— Begin —

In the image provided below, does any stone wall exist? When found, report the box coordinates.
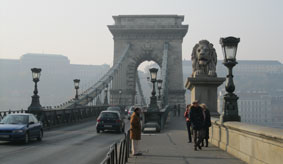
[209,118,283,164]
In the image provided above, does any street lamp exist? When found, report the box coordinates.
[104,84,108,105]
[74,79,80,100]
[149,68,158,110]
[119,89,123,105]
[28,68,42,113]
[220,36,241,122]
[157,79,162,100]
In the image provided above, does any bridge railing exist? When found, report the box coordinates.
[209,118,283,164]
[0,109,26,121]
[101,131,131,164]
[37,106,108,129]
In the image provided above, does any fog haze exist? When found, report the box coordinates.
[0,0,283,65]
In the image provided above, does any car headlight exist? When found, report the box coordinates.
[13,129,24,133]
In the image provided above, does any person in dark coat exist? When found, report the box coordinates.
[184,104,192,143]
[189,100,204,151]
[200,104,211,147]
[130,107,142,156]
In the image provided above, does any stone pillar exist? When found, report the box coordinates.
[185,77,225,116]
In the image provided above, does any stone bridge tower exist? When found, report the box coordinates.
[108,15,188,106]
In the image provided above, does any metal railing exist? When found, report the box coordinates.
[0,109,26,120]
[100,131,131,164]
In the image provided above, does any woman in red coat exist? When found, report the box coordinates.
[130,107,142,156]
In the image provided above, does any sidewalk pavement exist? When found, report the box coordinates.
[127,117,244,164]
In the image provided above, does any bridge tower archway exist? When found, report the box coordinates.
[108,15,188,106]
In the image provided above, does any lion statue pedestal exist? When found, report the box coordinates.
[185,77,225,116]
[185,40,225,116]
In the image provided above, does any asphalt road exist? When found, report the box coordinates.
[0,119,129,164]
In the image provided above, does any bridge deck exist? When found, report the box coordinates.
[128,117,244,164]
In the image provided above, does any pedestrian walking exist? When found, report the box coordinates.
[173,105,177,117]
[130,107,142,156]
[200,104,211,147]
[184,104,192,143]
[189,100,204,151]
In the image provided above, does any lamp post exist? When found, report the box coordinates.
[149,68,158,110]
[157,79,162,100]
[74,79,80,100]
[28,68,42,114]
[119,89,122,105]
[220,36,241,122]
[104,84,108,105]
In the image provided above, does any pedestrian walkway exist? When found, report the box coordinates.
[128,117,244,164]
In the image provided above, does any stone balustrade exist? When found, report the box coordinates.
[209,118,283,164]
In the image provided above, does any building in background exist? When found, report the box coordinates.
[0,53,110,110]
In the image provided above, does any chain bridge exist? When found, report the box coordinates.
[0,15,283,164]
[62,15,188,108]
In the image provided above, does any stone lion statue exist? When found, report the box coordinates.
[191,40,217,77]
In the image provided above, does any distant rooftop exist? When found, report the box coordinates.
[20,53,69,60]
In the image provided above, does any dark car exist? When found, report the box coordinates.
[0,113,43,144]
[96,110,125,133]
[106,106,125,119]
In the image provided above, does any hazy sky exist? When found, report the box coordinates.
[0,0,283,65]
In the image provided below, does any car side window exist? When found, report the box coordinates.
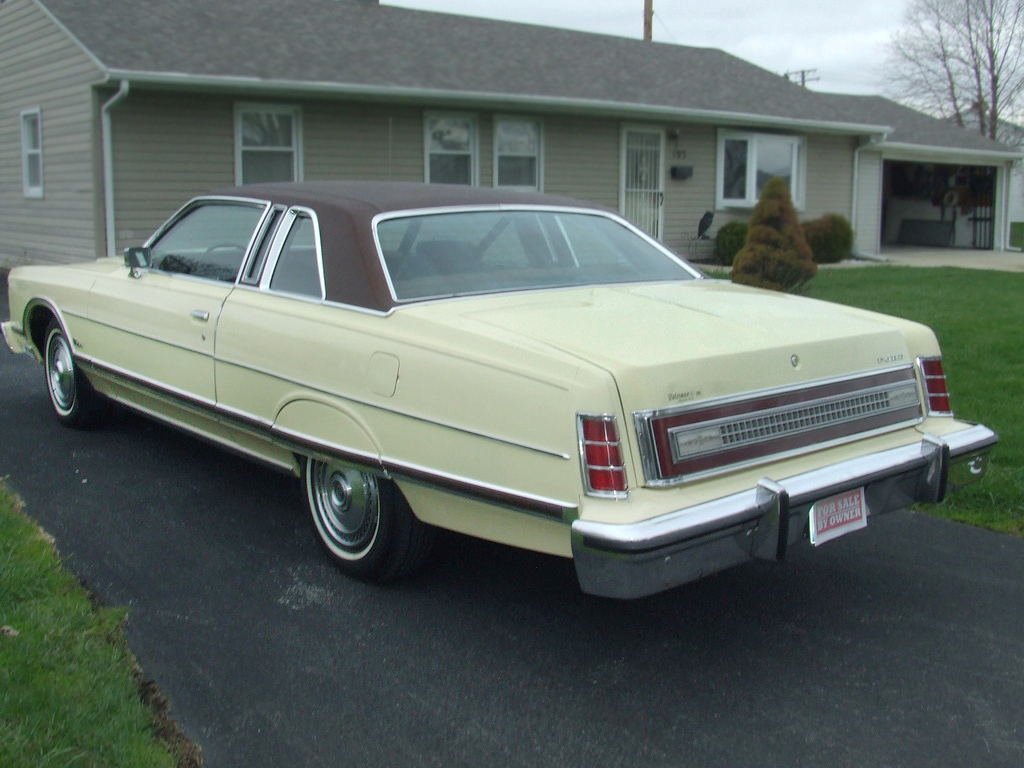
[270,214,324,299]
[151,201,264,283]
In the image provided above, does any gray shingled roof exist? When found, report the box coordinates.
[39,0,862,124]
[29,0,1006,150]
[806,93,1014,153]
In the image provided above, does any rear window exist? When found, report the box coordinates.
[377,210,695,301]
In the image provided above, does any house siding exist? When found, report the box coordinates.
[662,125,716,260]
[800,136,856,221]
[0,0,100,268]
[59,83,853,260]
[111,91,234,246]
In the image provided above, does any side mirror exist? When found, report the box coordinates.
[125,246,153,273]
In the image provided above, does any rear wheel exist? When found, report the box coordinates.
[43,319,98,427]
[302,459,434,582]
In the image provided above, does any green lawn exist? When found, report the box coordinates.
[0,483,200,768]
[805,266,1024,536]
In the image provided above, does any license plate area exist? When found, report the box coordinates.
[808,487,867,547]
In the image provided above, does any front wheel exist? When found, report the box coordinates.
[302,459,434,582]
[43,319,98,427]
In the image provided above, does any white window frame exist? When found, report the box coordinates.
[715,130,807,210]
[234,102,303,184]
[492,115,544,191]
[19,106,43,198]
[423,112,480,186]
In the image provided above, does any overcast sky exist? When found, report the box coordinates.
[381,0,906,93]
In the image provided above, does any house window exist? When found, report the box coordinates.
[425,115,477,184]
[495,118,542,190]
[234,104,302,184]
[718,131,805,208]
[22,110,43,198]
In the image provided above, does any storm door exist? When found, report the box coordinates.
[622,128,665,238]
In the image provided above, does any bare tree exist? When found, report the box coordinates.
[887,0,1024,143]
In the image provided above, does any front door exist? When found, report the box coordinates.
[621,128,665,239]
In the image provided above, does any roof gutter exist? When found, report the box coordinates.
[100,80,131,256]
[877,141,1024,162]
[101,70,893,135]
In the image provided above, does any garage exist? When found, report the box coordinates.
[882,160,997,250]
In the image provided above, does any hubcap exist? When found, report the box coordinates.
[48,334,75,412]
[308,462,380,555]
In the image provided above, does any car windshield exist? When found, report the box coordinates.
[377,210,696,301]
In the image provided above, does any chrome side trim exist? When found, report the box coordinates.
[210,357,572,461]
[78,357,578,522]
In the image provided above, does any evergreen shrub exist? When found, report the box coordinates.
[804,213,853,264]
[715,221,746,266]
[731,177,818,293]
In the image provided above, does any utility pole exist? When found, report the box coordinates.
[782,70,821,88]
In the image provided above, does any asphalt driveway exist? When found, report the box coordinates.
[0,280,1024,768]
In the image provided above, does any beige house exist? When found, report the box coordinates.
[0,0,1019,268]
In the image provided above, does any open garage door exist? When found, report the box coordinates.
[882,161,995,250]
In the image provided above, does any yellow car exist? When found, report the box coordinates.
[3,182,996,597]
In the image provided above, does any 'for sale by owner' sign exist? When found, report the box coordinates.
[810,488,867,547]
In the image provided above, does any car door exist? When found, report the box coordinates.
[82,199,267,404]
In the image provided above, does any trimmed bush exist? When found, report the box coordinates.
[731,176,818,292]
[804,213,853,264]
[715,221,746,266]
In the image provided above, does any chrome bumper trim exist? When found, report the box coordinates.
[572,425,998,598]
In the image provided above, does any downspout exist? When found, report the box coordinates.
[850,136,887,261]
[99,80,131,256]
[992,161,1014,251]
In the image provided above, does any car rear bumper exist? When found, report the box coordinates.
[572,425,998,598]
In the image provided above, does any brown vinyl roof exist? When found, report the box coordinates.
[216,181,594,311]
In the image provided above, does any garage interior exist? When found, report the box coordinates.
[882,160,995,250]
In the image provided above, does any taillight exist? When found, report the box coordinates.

— End —

STATED GOAL:
Please copy out the entries above, starting at the line that contains "In the image provided above, does any 'for" and ending at the last line, with every box coordinate raised by 3 and all other wording left unchanged.

RESULT FOR THIS EXERCISE:
In the image provided above, does any 'for sale by owner' sign exist? When found, report the box coordinates.
[813,491,870,550]
In the image provided above, does any car door exist? When found, report the box coordinates.
[85,202,270,407]
In the image provided above, does any trimmed bush exist? When found, report the box coordinates.
[734,179,821,295]
[807,216,856,267]
[718,224,749,269]
In the image provided above, does any chrome bumper trim exist? When found, report the box coordinates.
[575,428,1001,601]
In the image provided above, does any downspout exist? When found, report the box coordinates.
[853,139,890,264]
[102,83,134,259]
[995,164,1017,254]
In the image provided above, does any car rear bumper exist? When found, report the box coordinates.
[575,428,1001,601]
In the image provided above, does any brown vinyl roof exist? When found, report the box coordinates.
[219,184,597,314]
In the image provided above, does any garage interior exist? When found, report the box coordinates.
[885,163,998,253]
In the image provided above, does any taillight exist? When found, report the box coordinates.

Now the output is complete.